As White narrates coming into his own as a writer, The Unpunished Vice grows into a veritable avalanche of interesting books and talented folk: the early admiration of Nabakov, the friendship of John Irving and Joyce Carol Oates, just to name a few, are all described here with wit and candor ... White visits his own books with the lightest of finger taps. Only when a solid correlation in another text, a stylistic point learned or a moment of inspiration, presents itself are we treated to the germinations of his own work, and then often with just a sentence or two ... As a memoir, The Unpublished Vice also serves as an important document chronicling gay literary history (more on that later). The characteristically generous dollops of advice also place this book on the books-for-writers shelf ... the commentary on literary relationships elevates The Unpunished Vice. The stories of nourishing artistic and intellectual camaraderie make the gift of a particular book all the more meaningful, the lessons learned applicable to life, not just the trade of telling tales ... The Unpublished Vice is an exquisite, winding staircase though the rich and varied library of an important writer’s readings; one that, like the very best books, delivers the reader to secret but familiar chambers seemingly—if only—without end.
White...is back with a new book-crazy memoir ... the delightful thing about it is the way White’s personal adventures and omnivorous reading habits intersect. Vice is funny, sexy and continually informed by White’s eagerness to drink down physical and cultural worlds in their entirety ... As Vice jumps from person to person and topic to topic, White keeps returning to the question of what makes fiction masterpieces work ... 'People interested in putting together a very restricted canon of great books don’t really like reading,' he advises us.
...what he cares about is giving the reader a sense of some of the authors he has enjoyed the most, and from whom he has learned the most ... White’s tone is conversational, and while his style is readable and the information is intriguing, the reader is tempted to wonder, 'Why bother?' But patience is a virtue, and in the last 30 pages, White gets down to the nature of the real vice, often punished by readers and critics—no longer covert or overt homosexuality but political ambiguity...White is proposing that moral and biographical complexity is worth a reader’s attention, even if he or she doesn’t agree with the writer’s politics.

ACTIONS TO TAKE:
(a) Please list every writer other than White who is named in the book review excerpts.
(b) Write a short passage that picks up the book review excerpts after their last sentence.

ITEMS:
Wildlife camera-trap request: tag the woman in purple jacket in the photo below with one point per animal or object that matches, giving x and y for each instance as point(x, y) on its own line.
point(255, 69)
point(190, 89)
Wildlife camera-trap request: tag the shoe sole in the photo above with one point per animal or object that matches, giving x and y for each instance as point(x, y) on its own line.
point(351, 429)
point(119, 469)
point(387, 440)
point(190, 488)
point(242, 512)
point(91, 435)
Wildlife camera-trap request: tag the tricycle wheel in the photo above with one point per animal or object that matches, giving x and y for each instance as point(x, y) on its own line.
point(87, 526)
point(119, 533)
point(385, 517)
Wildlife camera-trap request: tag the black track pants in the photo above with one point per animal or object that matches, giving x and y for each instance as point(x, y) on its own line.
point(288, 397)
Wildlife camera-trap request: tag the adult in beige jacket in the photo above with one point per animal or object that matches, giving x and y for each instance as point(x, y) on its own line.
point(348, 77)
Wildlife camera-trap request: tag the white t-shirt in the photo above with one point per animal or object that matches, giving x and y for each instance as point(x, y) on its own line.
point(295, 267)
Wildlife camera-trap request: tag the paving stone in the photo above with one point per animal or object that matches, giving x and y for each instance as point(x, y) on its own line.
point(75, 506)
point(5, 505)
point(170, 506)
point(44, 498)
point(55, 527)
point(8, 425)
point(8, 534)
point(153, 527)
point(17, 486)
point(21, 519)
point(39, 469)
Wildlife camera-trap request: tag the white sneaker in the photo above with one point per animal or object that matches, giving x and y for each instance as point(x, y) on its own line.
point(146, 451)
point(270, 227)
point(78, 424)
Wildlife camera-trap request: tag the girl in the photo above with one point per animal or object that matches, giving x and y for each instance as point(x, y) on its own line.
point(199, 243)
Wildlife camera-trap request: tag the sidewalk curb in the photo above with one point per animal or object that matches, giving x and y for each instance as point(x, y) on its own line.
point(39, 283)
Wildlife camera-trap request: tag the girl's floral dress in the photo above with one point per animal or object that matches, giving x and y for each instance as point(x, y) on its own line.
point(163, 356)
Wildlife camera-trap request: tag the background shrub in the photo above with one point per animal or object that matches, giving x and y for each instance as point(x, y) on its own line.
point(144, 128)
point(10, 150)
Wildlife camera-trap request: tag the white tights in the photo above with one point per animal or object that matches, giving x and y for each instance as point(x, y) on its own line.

IN RESPONSE:
(a) Nabakov, John Irving, Joyce Carol Oates

(b)
... Edmund White, the tone of whose new book, The Unpunished Vice: A Life of Reading, quite often resembles the gentle whisper of a sweetheart. Ownership, you see, is not at all his style. In fact, he doesn’t claim always to understand the books that he loves most ... White’s book is a collection of essays, each connecting the seemingly thousands of books he has read – I find it impossible to imagine anyone better read than White, though with typical modesty he insists he knows lots of people who are – to his long writing life ... White isn’t in the business of pressing books on the reader. He merely considers them, almost as if he were thinking out loud: why they work, what their particular qualities might be.
Edmund White’s [voice] is that of your gay cousin who dazzles you with enthusiasm for everything he has read (and reread) ... White’s selections in The Unpunished Vice make you feel as if you’re dropping by booths at a literary world’s fair. He is passionate about the genius of Stendhal—a subject on which I would like to sit him down at a table with James Wood.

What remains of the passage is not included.